## Begin Given records
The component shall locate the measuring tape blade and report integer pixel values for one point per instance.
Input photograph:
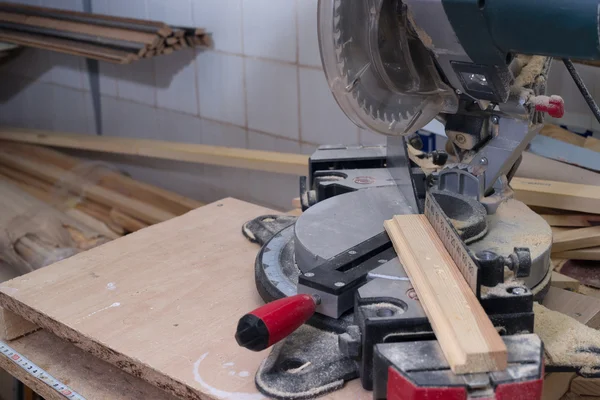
(38, 372)
(453, 243)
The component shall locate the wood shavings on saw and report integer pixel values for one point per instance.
(565, 339)
(530, 71)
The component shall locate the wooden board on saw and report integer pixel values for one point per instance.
(87, 375)
(572, 239)
(162, 303)
(560, 195)
(466, 335)
(589, 254)
(586, 272)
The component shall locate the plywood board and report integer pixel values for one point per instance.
(585, 309)
(572, 239)
(87, 375)
(162, 303)
(589, 254)
(467, 337)
(560, 195)
(564, 282)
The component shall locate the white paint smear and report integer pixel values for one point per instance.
(221, 394)
(8, 290)
(105, 308)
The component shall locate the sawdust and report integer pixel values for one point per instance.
(502, 289)
(567, 342)
(531, 70)
(323, 348)
(425, 38)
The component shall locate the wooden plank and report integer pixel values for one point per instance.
(586, 386)
(282, 163)
(177, 311)
(84, 373)
(592, 143)
(561, 195)
(468, 339)
(128, 223)
(135, 208)
(76, 27)
(66, 46)
(161, 198)
(556, 132)
(13, 326)
(28, 9)
(572, 239)
(571, 220)
(585, 309)
(538, 167)
(564, 282)
(589, 254)
(556, 384)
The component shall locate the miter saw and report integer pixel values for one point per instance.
(480, 67)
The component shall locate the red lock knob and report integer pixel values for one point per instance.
(269, 324)
(553, 105)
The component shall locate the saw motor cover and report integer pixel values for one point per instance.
(378, 68)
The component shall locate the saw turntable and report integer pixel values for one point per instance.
(479, 67)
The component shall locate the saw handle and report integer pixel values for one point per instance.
## End Given records
** Objective **
Reproduce the data from the line containing "The component shall locate the saw turntable" through the end of the data, keeping the requests intact, and shift every pixel coordinate in the answers by adding 80 to both its x and y values.

** Answer to this exercise **
The component shall locate the saw turntable and report integer pixel values for one point per instance.
(559, 147)
The component shall locate the saw handle and report integer pixel values for one point per instance.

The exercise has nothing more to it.